» **EXTRACT PROVIDED**:
Every church is a sociological reality. As such it is subject to the laws which determine the life of social groups with all their ambiguities.Paul Tillich 
As far back as I can remember, I’ve had “sociological imagination.”
One of my earliest childhood memories is sitting in our backyard thinking about my cousins, who lived in a different part of California. It’s one of those warm, dry Southern California days, and I’m sitting in the shade, in my bare feet, as usual. I’m thinking how strange it must be to grow up without books in every room. Then I realize that my cousins probably think OUR life is the strange one, growing up without orchards and cane breaks to play in.
I was so astounded by my personal discovery of social conditioning that I remembered to tell my mom about it.
Later, I learned that Aristotle had already been there a couple of millennia before me.
Oh, well. It’s still totally fascinating. Society is everywhere, the basic infrastructure of human life.
So naturally, it’s in churches.

» **DATA UNDER STUDY**:
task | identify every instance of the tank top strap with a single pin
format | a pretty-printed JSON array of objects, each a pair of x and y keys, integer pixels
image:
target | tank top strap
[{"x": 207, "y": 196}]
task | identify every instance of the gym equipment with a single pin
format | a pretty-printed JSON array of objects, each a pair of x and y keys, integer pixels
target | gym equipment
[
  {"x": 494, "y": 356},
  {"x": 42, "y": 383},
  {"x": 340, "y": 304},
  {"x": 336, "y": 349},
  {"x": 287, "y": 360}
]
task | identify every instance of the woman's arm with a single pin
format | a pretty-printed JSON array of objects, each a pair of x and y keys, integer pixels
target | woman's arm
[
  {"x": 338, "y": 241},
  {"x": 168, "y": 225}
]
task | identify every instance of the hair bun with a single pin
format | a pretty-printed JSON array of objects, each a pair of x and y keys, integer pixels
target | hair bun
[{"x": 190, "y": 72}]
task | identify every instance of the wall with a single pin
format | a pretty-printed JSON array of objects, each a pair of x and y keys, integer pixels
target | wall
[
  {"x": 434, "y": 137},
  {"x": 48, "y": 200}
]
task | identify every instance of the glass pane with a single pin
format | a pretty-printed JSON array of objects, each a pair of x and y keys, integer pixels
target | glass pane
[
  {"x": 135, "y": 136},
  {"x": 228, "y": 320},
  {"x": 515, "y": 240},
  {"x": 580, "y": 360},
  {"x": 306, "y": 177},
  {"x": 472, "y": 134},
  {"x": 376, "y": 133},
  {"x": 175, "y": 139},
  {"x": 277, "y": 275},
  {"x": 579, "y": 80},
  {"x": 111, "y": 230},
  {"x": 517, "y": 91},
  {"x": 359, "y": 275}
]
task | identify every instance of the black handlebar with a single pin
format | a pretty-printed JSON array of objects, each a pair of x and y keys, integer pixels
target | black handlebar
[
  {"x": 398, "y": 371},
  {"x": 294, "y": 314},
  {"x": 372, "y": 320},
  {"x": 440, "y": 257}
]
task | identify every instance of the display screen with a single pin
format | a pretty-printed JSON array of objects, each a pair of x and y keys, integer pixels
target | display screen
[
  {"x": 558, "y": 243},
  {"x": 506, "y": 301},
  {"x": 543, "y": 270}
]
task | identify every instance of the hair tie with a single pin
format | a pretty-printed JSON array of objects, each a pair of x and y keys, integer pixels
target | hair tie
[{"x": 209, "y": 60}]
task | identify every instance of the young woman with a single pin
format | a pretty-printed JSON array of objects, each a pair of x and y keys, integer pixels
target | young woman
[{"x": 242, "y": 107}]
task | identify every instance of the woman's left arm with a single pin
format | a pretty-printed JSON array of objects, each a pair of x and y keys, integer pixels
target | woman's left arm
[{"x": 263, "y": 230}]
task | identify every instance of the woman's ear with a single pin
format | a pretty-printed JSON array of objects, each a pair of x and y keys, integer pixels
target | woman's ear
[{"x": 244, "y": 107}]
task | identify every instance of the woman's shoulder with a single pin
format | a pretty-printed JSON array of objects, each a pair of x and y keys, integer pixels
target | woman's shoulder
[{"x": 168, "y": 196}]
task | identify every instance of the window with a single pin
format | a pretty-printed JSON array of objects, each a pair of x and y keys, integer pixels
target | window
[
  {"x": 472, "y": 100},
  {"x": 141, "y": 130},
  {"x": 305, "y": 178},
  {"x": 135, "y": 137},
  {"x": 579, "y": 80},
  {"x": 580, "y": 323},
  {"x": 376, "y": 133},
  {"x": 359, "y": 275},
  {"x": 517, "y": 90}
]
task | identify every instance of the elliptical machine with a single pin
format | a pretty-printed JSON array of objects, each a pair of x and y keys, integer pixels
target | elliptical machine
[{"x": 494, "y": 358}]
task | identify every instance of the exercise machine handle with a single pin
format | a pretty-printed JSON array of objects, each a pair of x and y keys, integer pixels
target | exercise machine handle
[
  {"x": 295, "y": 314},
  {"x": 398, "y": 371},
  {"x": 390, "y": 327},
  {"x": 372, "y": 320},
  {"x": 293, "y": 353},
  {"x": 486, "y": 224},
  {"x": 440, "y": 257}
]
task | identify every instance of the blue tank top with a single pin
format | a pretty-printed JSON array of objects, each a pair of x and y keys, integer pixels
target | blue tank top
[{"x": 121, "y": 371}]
--
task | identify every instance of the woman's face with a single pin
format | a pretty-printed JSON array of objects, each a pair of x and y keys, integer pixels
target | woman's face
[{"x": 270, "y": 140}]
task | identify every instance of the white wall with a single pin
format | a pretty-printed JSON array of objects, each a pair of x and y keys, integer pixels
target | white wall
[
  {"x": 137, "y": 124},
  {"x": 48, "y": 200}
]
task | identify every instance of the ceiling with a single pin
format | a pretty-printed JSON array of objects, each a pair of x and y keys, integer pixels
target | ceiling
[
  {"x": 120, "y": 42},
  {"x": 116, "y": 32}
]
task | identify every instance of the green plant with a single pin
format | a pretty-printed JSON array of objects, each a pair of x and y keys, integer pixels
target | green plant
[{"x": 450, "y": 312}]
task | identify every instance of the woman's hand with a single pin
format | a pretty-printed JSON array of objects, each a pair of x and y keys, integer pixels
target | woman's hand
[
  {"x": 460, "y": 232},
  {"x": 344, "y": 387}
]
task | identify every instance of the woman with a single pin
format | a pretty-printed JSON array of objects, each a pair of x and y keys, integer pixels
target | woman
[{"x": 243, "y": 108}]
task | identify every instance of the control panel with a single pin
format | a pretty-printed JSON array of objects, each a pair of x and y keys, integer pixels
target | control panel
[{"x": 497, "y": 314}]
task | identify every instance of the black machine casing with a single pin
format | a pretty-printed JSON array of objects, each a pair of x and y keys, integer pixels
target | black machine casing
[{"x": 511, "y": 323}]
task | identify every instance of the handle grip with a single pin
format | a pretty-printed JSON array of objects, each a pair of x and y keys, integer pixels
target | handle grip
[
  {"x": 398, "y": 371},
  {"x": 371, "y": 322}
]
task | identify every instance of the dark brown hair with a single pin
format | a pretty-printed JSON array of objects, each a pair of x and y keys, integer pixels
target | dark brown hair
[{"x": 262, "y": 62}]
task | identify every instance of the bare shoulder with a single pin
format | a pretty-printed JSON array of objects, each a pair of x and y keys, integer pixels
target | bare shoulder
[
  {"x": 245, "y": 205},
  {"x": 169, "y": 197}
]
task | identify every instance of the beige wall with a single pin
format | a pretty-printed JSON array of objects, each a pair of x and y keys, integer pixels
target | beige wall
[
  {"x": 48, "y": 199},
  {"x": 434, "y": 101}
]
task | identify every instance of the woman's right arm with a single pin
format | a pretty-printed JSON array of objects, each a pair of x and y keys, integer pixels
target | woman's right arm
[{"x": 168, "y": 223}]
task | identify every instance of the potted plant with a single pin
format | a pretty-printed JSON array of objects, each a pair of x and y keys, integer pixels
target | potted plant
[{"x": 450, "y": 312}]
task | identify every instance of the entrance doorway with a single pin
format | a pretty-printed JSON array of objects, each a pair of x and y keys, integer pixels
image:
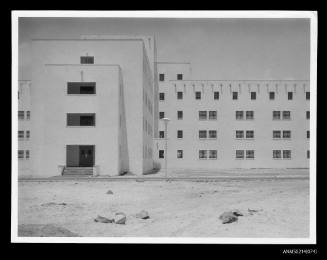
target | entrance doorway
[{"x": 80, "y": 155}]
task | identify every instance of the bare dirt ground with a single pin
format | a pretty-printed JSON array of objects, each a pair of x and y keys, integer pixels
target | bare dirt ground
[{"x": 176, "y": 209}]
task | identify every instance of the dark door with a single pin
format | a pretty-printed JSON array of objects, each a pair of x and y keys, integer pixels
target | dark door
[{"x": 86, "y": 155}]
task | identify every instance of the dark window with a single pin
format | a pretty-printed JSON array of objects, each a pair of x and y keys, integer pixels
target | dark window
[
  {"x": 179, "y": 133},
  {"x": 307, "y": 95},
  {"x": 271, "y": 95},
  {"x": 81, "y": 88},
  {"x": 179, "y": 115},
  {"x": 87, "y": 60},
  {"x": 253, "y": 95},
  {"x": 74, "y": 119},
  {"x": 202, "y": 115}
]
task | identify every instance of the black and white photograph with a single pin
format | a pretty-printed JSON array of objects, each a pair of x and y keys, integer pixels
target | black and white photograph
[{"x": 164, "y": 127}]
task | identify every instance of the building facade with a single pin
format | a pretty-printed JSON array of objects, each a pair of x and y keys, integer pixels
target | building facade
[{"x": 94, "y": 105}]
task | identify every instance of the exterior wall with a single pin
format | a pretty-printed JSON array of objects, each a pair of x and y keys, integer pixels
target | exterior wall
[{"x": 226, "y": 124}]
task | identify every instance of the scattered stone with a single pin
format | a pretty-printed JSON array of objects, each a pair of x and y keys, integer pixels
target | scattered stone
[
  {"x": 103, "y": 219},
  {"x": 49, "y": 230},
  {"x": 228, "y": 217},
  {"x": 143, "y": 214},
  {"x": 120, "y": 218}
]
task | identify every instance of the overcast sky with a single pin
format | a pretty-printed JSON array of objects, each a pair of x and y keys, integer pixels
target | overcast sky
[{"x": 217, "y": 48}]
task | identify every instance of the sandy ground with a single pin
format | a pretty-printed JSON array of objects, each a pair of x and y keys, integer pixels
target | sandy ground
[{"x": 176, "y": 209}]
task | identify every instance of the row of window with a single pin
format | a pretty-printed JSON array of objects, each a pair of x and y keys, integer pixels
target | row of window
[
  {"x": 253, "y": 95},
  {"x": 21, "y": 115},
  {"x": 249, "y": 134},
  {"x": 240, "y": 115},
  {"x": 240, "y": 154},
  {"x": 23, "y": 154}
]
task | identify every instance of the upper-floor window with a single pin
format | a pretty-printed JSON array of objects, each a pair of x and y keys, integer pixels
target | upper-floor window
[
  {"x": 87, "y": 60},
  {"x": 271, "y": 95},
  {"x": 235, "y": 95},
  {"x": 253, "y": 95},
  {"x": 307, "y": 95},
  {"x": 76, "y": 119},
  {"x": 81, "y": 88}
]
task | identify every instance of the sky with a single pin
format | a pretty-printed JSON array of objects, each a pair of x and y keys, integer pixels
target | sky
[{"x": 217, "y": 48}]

» **PROBLEM TO WORK ON**:
Please continue the essay on sociological imagination and churches, starting right after its final line. None of the items are needed here.

» **TASK ANSWER**:
It’s carried, if “carried” is the right word, by all the assumptions we make about “how the world works.” Assumptions like what’s normal, what’s not quite right, and what’s downright messed up. Like what “the rules” are, especially the ones no one talks about but everyone “just knows.” Like what “must be” going through people’s minds, and what to expect from them, and how it makes sense to react when they surprise us, in good ways or bad.
But, like all “causality,” social causes are invisible. The basic premise of sociology – that similar people do similar things in similar ways at similar times for similar reasons – is one of those things people like David Hume would say we believe without ever actually seeing.
Although, as with many invisible and powerful forces, not everyone does believe it.
Like a billiard ball, maybe, I’ve been spun off on this line of thought after reading what struck me as an interesting, and slightly funny, article by Kevin DeYoung about the churches and church people he knows. He has noticed that those people are having trouble agreeing about things like race and gender and politics these days. When they used to agree on everything, or so it seemed.
What struck me as most interesting is that the article is descriptive without being analytical or explanatory. It’s as if DeYoung has cataloged and categorized a bunch of raw data, the kind that could give rise to sociological reflection, if a person thought that way about things. And then has stopped short of actually thinking about it that way.
He’s made tables. The tables suggest that there are different kinds of people, even in a group that once seemed homogeneous. Different kinds of people seem to share something important with one another, and don’t share it with everyone else.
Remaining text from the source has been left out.